#### [Required task]
Every line from the line containing "Verify that every instance of the stone pedestal" through the final line below is to be repeated exactly; no other line is.
************
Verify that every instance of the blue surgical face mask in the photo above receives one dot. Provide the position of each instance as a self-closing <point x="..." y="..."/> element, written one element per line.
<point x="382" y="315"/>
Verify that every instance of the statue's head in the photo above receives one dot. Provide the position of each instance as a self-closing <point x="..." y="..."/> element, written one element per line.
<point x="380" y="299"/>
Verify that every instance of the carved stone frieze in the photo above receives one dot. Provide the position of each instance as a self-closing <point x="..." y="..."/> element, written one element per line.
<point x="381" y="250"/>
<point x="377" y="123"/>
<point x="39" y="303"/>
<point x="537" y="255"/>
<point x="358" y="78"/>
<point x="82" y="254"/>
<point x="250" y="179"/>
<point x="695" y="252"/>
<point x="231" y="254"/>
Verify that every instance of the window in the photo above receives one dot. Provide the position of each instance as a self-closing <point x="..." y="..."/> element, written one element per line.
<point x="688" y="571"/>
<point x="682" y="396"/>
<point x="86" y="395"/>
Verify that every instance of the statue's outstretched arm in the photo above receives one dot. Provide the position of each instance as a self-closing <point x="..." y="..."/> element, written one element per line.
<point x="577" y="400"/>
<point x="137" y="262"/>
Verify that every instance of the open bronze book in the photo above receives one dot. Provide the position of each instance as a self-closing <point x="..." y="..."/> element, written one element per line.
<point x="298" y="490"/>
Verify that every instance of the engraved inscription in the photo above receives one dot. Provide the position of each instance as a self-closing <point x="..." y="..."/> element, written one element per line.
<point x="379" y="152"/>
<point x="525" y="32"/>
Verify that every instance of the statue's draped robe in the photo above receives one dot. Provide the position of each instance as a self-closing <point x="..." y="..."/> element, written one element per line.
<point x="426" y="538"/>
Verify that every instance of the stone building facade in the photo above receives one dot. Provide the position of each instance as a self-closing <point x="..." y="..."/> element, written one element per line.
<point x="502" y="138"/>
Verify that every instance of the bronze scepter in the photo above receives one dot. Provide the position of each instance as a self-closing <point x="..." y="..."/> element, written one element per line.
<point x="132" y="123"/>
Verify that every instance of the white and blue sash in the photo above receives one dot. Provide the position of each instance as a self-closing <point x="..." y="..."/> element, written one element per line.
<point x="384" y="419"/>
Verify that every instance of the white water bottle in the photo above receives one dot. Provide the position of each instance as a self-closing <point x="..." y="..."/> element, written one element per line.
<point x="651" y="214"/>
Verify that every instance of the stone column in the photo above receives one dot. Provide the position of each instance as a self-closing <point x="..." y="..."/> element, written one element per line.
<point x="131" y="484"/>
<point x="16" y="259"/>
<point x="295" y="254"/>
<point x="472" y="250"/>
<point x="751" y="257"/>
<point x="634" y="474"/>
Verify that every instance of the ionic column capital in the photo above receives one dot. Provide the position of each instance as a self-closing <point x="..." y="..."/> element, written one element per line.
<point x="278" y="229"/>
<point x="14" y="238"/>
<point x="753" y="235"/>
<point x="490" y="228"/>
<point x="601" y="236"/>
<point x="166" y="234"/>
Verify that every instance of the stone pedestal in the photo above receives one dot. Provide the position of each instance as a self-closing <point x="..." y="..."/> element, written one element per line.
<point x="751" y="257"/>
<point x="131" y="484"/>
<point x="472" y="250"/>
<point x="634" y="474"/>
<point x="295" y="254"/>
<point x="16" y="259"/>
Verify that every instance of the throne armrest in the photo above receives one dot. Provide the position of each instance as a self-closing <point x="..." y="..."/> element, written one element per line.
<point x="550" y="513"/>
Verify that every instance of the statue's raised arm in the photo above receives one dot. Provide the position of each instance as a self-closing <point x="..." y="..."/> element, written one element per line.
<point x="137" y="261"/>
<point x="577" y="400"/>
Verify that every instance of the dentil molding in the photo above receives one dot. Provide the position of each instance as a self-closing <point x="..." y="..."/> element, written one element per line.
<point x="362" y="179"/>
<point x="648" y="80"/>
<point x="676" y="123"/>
************
#### [Response]
Verify that every instance of the stone pedestal in the photo above receives one dot. Provide the position of each instance as a self-closing <point x="..." y="..."/> element, written one element per line.
<point x="751" y="257"/>
<point x="131" y="484"/>
<point x="472" y="250"/>
<point x="634" y="474"/>
<point x="295" y="254"/>
<point x="16" y="259"/>
Verify that every instance of the throne armrest in the photo above receives one dot. Provide the position of each instance as a self-closing <point x="..." y="..."/> element, written one element per line.
<point x="550" y="513"/>
Verify that every instance of the statue's raised arm in the photo above receives one dot. Provide the position of each instance as a self-closing <point x="..." y="..."/> element, written one element per line.
<point x="137" y="261"/>
<point x="577" y="400"/>
Verify that every instance of the dentil molding in the photo above receives one dot. Provide the position of each instance as a self-closing <point x="..." y="..."/> element, written one element per line.
<point x="362" y="179"/>
<point x="648" y="80"/>
<point x="676" y="123"/>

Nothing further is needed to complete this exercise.